§ **SET EXERCISE**:
Edit the lines from the one containing "of the yellow" down to the one containing "14), (9, 86)]", replacing "yellow leaf" with "autumn leaf" and leaving everything else unchanged. Give back only those lines.

** begin **

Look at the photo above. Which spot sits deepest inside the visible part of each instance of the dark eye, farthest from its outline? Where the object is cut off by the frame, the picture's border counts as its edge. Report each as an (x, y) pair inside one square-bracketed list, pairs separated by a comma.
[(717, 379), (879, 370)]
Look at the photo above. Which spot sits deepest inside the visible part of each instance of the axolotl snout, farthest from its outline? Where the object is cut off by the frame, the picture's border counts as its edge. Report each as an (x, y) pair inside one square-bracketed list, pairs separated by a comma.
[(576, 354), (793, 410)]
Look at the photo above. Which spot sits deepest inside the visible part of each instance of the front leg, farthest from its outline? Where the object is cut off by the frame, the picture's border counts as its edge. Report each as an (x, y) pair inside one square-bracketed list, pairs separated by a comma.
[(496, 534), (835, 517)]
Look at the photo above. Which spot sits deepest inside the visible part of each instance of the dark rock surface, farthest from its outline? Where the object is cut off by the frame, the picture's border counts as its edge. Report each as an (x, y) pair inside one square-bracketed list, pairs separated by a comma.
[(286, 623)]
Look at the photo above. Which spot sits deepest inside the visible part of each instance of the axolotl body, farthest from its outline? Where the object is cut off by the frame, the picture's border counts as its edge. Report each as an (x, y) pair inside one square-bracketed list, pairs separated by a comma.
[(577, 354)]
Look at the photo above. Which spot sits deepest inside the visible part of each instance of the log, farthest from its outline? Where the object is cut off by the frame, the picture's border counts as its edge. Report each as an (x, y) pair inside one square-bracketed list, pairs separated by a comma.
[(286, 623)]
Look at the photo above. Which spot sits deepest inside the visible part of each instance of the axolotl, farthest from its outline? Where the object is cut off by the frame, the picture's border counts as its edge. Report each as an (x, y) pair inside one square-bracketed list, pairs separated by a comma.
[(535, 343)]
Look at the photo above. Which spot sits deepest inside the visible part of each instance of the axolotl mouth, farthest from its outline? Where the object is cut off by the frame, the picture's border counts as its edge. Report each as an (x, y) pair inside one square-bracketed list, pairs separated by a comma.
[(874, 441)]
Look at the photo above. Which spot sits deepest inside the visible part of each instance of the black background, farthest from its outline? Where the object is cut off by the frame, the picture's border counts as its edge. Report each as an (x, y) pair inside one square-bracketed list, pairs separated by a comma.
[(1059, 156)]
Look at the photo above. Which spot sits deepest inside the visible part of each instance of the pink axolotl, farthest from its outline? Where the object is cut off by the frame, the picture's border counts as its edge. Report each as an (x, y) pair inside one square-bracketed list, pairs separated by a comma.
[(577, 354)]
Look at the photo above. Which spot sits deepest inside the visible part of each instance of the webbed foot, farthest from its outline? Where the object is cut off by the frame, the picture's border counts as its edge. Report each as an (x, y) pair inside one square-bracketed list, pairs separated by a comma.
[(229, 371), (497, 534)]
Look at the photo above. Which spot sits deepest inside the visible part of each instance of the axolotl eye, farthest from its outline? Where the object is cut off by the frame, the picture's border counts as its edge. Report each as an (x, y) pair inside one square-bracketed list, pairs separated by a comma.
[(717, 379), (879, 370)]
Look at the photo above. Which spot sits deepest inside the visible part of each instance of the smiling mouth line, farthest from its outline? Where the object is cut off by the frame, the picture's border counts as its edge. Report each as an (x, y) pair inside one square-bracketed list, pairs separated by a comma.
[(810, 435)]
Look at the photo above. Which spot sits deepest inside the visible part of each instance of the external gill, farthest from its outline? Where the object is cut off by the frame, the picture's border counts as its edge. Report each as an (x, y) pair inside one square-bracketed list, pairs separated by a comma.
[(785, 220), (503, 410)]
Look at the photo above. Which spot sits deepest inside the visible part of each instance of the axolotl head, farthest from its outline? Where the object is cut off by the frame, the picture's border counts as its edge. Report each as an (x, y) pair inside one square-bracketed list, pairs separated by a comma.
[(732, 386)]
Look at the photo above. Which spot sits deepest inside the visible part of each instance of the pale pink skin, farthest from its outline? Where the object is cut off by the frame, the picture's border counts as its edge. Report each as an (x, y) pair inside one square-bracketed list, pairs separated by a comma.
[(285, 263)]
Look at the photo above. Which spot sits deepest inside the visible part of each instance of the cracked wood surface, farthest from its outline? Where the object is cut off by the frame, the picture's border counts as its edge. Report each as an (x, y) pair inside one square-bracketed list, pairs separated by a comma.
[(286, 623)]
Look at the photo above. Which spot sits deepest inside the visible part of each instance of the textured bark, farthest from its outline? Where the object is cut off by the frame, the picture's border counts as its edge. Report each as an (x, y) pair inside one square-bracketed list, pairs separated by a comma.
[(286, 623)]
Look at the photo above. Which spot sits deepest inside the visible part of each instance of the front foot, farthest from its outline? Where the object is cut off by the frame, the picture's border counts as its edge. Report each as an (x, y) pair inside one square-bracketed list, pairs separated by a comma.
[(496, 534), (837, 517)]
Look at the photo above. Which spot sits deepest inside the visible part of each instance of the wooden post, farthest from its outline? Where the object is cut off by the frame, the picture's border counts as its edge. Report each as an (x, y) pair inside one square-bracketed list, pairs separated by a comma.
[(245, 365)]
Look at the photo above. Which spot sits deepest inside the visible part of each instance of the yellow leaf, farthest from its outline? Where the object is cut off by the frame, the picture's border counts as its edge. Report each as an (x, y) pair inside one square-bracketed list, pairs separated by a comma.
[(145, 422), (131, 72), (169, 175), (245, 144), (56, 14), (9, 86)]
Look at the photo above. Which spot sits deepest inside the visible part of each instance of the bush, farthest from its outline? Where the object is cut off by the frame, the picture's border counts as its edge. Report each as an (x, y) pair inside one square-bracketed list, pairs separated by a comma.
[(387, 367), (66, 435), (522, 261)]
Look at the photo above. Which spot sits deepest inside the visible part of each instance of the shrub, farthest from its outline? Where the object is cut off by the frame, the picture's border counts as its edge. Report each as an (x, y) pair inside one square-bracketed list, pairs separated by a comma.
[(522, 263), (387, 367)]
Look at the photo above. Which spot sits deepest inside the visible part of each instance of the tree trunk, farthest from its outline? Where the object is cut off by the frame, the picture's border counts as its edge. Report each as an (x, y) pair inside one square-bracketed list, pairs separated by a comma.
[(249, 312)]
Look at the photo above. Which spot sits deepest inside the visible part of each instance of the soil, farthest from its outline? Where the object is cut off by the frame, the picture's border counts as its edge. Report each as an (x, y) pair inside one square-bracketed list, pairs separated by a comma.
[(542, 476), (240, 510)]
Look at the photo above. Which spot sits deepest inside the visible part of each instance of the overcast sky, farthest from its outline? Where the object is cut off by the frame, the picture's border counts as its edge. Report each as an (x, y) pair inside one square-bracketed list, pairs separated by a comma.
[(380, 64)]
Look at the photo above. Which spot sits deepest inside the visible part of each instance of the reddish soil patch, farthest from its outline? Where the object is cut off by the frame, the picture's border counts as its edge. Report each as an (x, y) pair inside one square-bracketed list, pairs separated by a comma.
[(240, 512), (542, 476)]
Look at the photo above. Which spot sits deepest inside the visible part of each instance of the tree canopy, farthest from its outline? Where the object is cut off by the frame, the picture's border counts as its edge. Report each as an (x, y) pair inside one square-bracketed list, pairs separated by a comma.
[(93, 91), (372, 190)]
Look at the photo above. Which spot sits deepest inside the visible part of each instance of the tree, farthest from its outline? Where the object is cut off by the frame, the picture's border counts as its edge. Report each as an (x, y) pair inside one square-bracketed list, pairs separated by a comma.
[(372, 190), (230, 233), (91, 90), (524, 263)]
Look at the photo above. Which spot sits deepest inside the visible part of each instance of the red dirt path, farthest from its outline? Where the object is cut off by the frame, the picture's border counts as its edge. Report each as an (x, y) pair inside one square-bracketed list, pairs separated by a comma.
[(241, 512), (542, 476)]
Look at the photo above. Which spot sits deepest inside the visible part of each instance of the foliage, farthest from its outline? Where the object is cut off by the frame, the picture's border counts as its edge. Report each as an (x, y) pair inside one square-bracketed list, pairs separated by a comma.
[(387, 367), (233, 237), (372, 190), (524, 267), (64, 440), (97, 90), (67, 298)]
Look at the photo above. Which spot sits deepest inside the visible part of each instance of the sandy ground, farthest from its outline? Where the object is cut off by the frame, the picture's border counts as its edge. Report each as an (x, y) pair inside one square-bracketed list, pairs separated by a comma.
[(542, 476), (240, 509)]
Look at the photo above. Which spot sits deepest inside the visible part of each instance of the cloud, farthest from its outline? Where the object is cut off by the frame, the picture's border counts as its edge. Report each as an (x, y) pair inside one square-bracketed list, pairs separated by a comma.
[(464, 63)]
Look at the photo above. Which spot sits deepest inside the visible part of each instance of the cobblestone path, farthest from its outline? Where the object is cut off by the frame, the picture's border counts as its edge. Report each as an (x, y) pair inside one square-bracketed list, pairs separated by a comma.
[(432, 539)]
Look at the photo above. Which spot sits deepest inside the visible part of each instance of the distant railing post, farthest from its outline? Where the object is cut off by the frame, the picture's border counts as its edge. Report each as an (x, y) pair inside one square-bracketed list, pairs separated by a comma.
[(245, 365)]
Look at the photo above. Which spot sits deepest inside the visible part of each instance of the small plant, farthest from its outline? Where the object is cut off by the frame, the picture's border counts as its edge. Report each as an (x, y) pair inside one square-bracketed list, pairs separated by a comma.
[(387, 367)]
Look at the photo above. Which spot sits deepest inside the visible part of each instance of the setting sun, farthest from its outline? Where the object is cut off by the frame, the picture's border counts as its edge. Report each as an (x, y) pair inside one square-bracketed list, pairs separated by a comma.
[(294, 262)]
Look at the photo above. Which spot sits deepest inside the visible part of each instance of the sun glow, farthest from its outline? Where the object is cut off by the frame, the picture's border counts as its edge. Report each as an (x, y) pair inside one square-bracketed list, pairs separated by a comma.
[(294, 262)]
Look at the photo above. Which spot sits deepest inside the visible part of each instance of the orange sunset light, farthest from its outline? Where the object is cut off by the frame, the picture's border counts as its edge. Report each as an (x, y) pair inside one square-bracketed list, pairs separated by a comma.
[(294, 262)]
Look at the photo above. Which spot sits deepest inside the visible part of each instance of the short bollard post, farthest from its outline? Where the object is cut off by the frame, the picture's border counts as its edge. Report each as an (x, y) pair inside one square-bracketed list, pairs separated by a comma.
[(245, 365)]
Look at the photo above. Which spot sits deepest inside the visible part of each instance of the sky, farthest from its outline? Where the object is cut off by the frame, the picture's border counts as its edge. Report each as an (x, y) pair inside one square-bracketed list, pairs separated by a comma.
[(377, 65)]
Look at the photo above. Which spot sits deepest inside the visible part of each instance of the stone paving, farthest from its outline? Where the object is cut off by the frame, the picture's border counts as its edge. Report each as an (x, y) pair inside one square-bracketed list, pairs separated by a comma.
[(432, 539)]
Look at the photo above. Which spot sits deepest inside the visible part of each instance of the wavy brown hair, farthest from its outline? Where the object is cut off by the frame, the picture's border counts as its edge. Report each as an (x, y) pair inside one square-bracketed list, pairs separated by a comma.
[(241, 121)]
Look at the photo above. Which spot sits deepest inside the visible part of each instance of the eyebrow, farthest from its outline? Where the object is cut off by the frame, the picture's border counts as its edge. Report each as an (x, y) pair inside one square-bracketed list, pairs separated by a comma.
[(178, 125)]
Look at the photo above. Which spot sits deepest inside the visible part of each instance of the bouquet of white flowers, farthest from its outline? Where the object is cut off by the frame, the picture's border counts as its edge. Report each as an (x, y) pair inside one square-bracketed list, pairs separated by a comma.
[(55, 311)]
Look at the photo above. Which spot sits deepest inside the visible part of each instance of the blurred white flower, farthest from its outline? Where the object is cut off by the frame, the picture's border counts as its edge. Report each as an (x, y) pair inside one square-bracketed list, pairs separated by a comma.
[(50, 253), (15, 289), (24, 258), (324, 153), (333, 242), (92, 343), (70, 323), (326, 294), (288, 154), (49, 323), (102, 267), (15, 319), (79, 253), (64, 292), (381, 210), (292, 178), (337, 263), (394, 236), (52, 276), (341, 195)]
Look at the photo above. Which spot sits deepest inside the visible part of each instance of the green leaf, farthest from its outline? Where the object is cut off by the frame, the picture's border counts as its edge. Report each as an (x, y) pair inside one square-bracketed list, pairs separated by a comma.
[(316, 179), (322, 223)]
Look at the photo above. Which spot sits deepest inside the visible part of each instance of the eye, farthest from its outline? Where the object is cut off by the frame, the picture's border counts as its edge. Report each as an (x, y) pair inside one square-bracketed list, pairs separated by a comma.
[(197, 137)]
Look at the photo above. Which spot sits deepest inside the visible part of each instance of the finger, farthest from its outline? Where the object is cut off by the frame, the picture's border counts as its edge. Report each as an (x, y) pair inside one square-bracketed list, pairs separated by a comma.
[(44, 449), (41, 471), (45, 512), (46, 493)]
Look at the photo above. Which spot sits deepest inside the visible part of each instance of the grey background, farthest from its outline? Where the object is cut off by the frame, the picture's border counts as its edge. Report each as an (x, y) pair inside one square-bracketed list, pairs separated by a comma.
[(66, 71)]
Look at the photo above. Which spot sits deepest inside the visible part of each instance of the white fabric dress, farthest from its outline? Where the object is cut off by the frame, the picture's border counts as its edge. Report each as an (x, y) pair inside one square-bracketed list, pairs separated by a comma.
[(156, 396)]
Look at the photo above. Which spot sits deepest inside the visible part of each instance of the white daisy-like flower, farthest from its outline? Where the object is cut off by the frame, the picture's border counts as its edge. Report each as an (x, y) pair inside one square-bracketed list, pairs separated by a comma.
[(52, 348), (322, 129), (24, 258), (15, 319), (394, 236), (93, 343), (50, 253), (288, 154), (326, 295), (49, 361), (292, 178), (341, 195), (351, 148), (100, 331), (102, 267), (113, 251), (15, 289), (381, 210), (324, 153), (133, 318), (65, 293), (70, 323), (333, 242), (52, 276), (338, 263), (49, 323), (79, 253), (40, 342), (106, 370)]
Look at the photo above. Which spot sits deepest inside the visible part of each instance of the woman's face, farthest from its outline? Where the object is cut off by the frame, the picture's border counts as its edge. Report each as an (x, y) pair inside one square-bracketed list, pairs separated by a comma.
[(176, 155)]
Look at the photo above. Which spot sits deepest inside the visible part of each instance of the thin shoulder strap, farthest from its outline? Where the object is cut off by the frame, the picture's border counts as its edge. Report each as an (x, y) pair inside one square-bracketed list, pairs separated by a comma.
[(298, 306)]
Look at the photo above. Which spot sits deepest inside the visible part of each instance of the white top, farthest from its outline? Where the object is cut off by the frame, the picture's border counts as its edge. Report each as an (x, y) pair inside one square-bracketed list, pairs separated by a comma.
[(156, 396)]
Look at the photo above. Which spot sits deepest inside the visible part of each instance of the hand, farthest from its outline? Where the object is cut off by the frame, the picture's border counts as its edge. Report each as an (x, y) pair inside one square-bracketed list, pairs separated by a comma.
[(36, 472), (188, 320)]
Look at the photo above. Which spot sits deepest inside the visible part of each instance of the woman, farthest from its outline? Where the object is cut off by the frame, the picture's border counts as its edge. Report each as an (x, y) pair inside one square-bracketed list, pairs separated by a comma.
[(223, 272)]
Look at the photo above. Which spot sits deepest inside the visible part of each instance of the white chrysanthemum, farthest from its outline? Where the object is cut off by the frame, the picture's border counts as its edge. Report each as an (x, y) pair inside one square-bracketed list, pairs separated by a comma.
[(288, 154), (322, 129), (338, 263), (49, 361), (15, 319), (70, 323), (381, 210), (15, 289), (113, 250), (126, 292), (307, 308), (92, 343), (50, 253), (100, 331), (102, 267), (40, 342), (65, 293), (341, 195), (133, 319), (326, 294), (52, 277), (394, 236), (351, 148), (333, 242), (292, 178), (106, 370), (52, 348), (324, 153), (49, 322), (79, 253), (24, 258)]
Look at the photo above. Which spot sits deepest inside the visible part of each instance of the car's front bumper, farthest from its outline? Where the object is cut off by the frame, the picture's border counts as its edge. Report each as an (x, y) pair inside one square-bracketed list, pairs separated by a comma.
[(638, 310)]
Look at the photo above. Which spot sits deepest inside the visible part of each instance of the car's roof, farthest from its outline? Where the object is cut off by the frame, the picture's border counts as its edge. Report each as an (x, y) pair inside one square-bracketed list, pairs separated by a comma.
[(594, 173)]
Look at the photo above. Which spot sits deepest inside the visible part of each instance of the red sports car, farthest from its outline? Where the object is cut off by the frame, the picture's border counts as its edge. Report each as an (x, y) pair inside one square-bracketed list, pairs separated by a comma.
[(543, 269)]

** end **

§ **ANSWER BELOW**:
Look at the photo above. Which spot sits deepest inside the visible part of each instance of the autumn leaf, farthest from its outline? Where the object is cut off by the frame, the picture's border counts as its edge. Report each as an (x, y) pair inside one square-bracketed list, pairs separated by a comma.
[(145, 422), (131, 72), (169, 175), (245, 144), (56, 14), (9, 86)]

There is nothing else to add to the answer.